__REQUIRED WORK__
Repeat, word for word, the part of the forum thread below on when to stop feeding a new hive that opens with the words containing "## kaizen (Mar" and closes with "what they do.".

__TEXT FOR ANALYSIS__
------------------------------------------------------------

# when to stop feeding my new hive?



## Bass (Mar 30, 2015)

I started with a Nuc 2 months ago, I've been feeding since then. now they have 2 deep boxes, the top deep was 7 out of 10 full with capped honey and brood. So I added a honey super, but left the top feeder on. Should I stop feeding now? They're still going through 10 lbs of sugar a week.


----------



## lprikockis (May 19, 2015)

I've only had bees for about long as you (also started with a nuc), but my understanding is that you definitely don't want to be feeding while the nectar flow is on. Basically, the bees will just fill up every available cell with syrup, the queen will have no place to lay new eggs, and the hive will end up swarming. I'm a bit south of you in Maryland (DC) area, but I'd imagine there are still trees and things blooming in PA so the bees ought to be able to find plenty on their own. Just my (newbee) opinion, but I'd take off the feeder now.


----------



## kaizen (Mar 20, 2015)

yeah. you probably don't have much honey in those cells. its all syrup. if you want honey take off the feeder and see what they do.


----------



## Bass (Mar 30, 2015)

You're right there's still lots of things flowering such as clover. I'll take it off and let them produce honey. They were getting ready to swarm, then I removed the old queen and placed her in a nuc with a few brood and honey. Now waiting on this hive to produce a new queen.


----------



## Michael Bush (Aug 2, 2002)

>when to stop feeding my new hive?
>I started with a Nuc 2 months ago...

I would have stopped 2 months ago...


----------



## dsegrest (May 15, 2014)

If you are intending to harvest the super as honey, stop feeding. I disagree with a lot of people about feeding.

If I am trying to get honey, I don't feed. If I am not trying to get honey, I am trying to get bees. I feed as long as the bees will take it. A hive that is building up has a lot of young bees. They are busy covering brood. When they "graduate" and become foragers the are adding to stores and providing food for brood. 

Different regions have different situations. We have not had significant rain for a month. The honey flow is really slow right now.


----------



## jim lyon (Feb 19, 2006)

Bass said:


> I started with a Nuc 2 months ago, I've been feeding since then. now they have 2 deep boxes, the top deep was 7 out of 10 full with capped honey and brood. So I added a honey super, but left the top feeder on. Should I stop feeding now? They're still going through 10 lbs of sugar a week.


I think it's safe to say in this case the bees have been over fed. Over feeding invites swarming and encourages bees to move feed into honey supers. My advice is once bees have a nice rim of stored honey/feed surrounding the brood that you should suspend any feeding. Experience will teach you what flows to expect and when in your area and this information along with weather forecasts will help you to make an informed decision. 
Frankly, of all the decisions I make in beekeeping, the feed or not to feed one is the toughest call of all.


----------



## waynesgarden (Jan 3, 2009)

I'm about 90 miles north of you and the white clover just began blooming and bees are just getting on it. You probably have had it for a couple weeks now. This is what your bees should be feeding on. As suggested, get the feeders off immediately.

If it absolutely necessary to feed, as it is with new packages, feed only until there is nectar flowing and you have sufficient foragers to collect it. The idea that you should stop feeding when you place honey supers on for harvest is incorrect. You should cease feeding as far ahead of placing supers on the hive as possible since your bees can and will spread that sugar water throughout the hive as they evaporate the water and store it. They haven't read the book that states which boxes are for them and which are your the bee keeper.

------------------------------------------------------------

(Listing excerpted from a collection)
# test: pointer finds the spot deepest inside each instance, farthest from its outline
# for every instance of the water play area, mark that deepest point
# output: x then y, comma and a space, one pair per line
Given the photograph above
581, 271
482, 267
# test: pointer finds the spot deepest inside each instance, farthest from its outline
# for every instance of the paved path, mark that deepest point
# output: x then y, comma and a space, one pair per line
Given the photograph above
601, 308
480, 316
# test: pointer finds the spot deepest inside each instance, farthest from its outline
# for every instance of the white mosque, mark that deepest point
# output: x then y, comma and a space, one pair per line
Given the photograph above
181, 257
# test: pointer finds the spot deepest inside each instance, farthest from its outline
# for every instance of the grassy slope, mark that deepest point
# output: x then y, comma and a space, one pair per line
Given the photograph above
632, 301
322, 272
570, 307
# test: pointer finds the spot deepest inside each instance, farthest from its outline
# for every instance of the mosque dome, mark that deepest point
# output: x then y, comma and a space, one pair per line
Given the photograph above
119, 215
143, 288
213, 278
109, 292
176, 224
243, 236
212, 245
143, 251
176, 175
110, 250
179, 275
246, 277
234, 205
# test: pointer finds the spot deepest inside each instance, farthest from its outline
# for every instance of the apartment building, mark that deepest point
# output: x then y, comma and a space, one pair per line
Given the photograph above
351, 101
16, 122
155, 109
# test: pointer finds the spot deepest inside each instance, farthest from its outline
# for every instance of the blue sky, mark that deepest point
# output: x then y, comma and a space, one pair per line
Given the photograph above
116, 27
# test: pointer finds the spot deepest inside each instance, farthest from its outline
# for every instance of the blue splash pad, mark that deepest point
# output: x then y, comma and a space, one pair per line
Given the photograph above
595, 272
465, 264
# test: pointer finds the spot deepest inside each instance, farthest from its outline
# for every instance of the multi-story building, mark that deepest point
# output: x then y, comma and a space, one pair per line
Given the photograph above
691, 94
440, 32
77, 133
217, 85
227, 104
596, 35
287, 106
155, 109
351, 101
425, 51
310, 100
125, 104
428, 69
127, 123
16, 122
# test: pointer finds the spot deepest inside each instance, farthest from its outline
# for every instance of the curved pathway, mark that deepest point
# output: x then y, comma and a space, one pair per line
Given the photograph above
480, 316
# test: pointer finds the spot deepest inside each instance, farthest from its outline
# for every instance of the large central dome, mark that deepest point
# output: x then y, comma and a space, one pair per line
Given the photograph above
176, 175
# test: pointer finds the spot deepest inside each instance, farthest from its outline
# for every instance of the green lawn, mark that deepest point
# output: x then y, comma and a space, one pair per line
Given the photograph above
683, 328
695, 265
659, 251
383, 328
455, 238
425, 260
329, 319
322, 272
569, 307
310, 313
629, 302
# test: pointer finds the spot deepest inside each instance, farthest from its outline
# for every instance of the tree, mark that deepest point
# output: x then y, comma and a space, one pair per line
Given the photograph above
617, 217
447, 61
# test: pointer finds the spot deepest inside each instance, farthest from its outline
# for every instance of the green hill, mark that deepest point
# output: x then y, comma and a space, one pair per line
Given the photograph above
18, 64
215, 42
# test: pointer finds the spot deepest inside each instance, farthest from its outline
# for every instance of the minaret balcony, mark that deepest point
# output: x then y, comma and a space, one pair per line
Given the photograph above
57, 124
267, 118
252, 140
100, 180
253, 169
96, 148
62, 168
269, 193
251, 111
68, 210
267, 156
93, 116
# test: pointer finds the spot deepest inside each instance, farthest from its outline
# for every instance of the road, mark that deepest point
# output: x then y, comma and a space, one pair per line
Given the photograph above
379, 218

------------------------------------------------------------

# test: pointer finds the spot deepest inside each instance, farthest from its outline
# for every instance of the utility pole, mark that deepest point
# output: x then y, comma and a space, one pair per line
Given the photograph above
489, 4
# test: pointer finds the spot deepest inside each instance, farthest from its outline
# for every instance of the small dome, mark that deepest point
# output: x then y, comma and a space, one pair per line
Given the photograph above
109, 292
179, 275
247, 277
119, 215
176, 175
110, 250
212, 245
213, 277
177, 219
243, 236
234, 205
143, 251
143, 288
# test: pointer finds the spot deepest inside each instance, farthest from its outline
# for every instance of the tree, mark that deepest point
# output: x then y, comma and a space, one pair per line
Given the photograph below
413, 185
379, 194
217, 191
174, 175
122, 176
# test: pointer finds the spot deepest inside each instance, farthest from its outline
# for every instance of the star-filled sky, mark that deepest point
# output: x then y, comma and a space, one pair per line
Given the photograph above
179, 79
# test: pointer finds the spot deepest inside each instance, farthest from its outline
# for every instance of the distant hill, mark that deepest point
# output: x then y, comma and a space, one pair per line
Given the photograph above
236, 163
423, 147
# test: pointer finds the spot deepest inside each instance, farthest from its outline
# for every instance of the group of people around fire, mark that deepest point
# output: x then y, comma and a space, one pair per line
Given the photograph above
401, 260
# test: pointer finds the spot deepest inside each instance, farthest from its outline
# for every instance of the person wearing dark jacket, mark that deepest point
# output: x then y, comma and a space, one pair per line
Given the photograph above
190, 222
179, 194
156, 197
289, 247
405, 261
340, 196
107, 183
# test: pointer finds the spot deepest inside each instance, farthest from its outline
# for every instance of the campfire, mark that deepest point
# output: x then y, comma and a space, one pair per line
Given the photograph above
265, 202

------------------------------------------------------------

__ANSWER SPACE__
## kaizen (Mar 20, 2015)

yeah. you probably don't have much honey in those cells. its all syrup. if you want honey take off the feeder and see what they do.